> [QUOTED PASSAGE]:

Re: Scripting in Gnome
- From: jamie <jamiemcc blueyonder co uk>
- To: James Henstridge <james daa com au>
- Cc: Bill Haneman <Bill Haneman Sun COM>, GNOME Desktop Hackers <desktop-devel-list gnome org>
- Subject: Re: Scripting in Gnome
- Date: Thu, 05 Feb 2004 16:03:29 +0000
On Thu, 2004-02-05 at 15:40, James Henstridge wrote:
> >VBA is a dumbed down language and thats why its popular (because
> >non-programmers can make use of it) so naturally I would want any method
> >we use for automation in VBA to be similarily dumbed down and wrapping
> >it in an object fashion is the way VBA achieves that. Might have to wait
> >for D-Bus/DOM then for the automation part...
> >
> >
> Are you sure that VBA is popular because it is "dumbed down"? Languages
> like Python have simpler and more regular syntax. I would guess that
> the reason it is popular is due to what it can be used for (ie. lots of
> scriptable COM interfaces), and the fact that it has a builtin IDE in
> the Office apps.
True but also cause there a lot of dummies book for it too. As a
programmer, I do prefer python to VBA because its more powerful but for
novice and non-programmers I tend to think basic and its less powerful
features as being a good starting point.
> Well, Bonobo is just a set of standard CORBA interfaces, along with some
> conventions on how to tie interfaces together into a component, so it
> isn't really separable. Bonobo without CORBA wouldn't be Bonobo.

> [DATA ENTRIES]:

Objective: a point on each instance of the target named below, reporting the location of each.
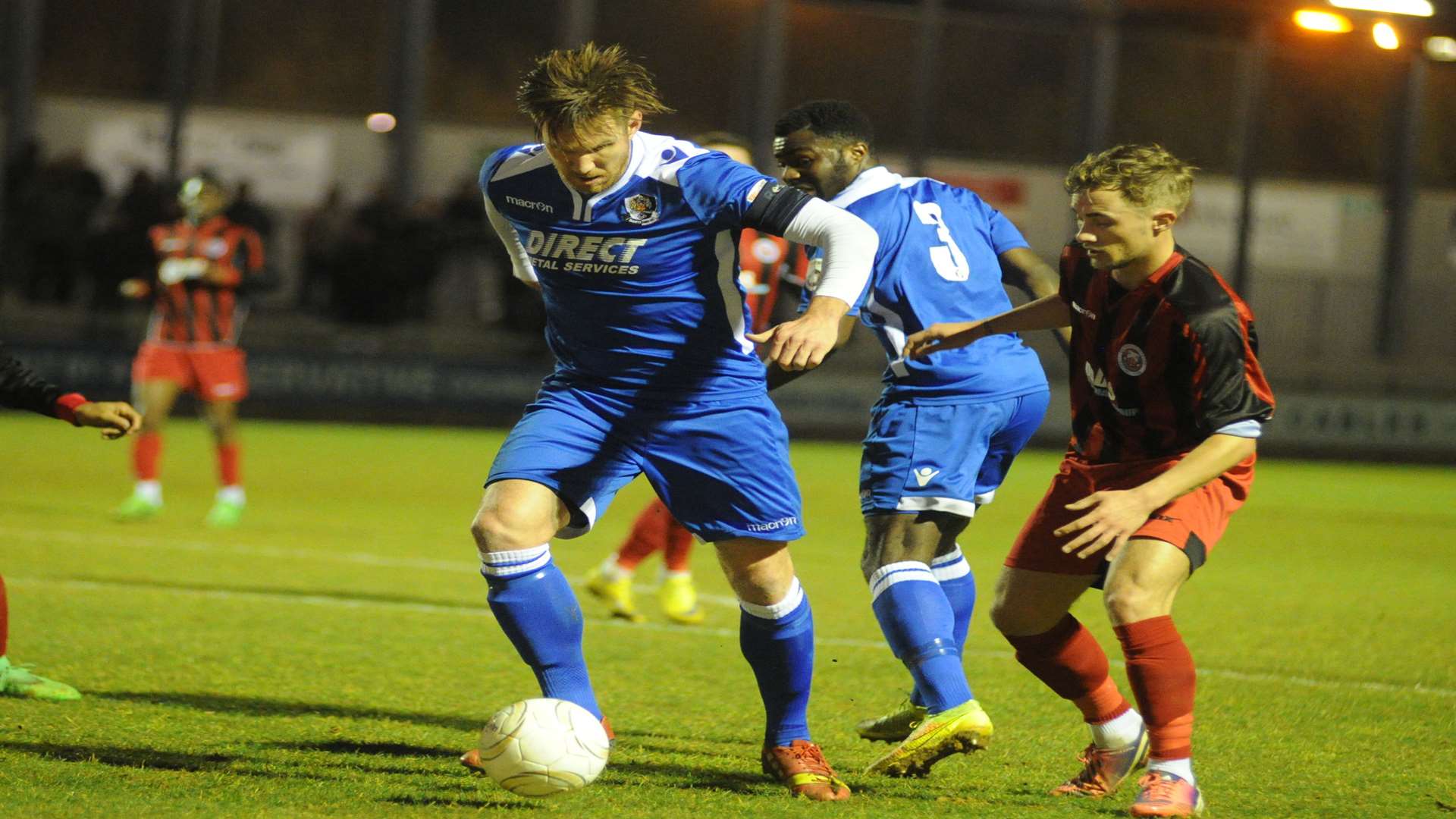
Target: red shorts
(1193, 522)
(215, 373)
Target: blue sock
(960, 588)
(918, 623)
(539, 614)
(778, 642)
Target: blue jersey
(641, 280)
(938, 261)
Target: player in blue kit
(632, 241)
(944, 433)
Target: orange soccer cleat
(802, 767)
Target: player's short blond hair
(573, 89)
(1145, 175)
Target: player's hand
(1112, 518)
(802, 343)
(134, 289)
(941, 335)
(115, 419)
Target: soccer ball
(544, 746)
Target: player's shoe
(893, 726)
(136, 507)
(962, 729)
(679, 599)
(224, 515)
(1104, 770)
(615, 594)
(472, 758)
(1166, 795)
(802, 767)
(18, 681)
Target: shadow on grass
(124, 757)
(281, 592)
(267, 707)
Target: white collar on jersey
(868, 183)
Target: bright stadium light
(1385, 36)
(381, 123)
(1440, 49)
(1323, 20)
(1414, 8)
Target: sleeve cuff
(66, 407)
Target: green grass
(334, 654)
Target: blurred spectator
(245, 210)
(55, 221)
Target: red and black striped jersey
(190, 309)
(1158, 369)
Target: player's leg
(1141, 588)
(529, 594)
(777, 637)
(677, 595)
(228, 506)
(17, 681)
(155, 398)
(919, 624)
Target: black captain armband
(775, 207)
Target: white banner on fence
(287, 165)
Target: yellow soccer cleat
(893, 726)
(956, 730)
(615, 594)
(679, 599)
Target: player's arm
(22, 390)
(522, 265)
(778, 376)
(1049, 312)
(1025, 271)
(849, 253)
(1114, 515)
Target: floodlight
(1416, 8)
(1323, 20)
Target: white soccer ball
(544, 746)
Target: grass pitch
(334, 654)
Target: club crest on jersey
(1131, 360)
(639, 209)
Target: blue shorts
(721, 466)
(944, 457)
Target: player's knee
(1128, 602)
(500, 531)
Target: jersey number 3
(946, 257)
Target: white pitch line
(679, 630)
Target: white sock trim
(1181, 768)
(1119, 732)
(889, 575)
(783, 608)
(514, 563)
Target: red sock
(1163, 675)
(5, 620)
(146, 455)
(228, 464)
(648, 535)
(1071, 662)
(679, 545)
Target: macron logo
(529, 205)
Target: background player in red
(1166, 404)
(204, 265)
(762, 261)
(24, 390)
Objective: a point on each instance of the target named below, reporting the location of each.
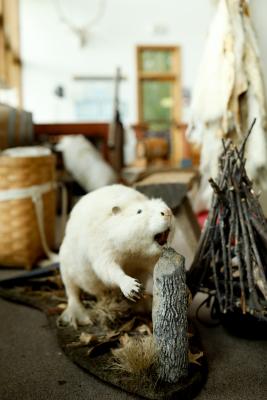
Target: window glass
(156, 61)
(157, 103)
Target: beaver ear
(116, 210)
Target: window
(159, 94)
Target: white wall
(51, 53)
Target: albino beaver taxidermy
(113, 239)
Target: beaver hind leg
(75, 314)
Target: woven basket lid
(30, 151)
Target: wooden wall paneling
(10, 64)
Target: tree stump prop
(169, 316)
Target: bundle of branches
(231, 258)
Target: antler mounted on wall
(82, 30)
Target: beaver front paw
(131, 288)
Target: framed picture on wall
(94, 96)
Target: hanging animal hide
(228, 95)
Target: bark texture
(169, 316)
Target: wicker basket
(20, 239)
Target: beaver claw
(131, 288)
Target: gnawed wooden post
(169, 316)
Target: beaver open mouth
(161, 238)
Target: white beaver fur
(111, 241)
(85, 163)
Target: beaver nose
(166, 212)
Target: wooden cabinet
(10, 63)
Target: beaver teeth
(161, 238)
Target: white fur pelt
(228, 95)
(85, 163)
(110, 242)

> [EXERCISE SET]:
a: Reproduce part of the Gnome scripting message word for word, beginning at the words "True but also" and stopping after "good starting point.".
b: In the Gnome scripting message, which language does the writer prefer as a programmer, and for what reason?
c: Continue the Gnome scripting message from its last line.
None of the records are needed for what comes next.

> [EXPECTED RESULTS]:
a:
True but also cause there a lot of dummies book for it too. As a
programmer, I do prefer python to VBA because its more powerful but for
novice and non-programmers I tend to think basic and its less powerful
features as being a good starting point.

b: Python, because it is more powerful than VBA.

c:
perhaps but looking at it it just seems to be very similar to COM
(IUnknown interface). An interface could be mapped to a back end.
>
> >(obviously everyone will use the fastest and most efficient method
> >whilst keeping Corba for backwards compatibility). I think there's an
> >overwhelming case for replacing corba IDL with XML in bonobo if thats
> >done (XSLT for automatic language bindings would be very handy).
> >
> >
> What do you see as the concrete benefits of replacing CORBA's interface
> description language with XML? A language binding can always ask the
> ORB to describe the types (and with ORBit2, you can get full method
> descriptions for object references). I can't see what benefit changing
> the on-disk representation of the interface descriptions will give.
>
Well languages that dont have corba/orbit support for starters. XSLT
provides a mechanism for translating the bindings for languages
automatically and should be a lot less work than creating corba/orbit
support for every language.
>
> If you are interested in scripting of applications, one thing you could
> do that would be useful would be to identify a set of requirements for
> such a scripting framework, and then check those requirements against
> the various options available. If none of them meet all the
> requirements, we would have some idea of what needs to be done to finish
> them. Some suggestions to get you started:
>
> * Must be easy to write code to glue the framework to a language.
> * For dynamic languages, only a fixed amount of code should be
> needed; ie. it shouldn't be necessary to pre-generate stub code.
> * Must be easy for applications to expose their APIs. ie. shouldn't
> be too verbose (like the CORBA C mapping), or require the
> developer to refactor their app too much.
> * Have a type system that can support complex types (lists, structs,
> etc). Preferably recursive types (eg. a list of lists or list of
> structs, etc).
> * It would be nice if the same or a similar interface could be used
> for in-process and out of process scripting.
>
> You can probably think of others.
Yup thanks thats very helpful.
jamie.
>
> James.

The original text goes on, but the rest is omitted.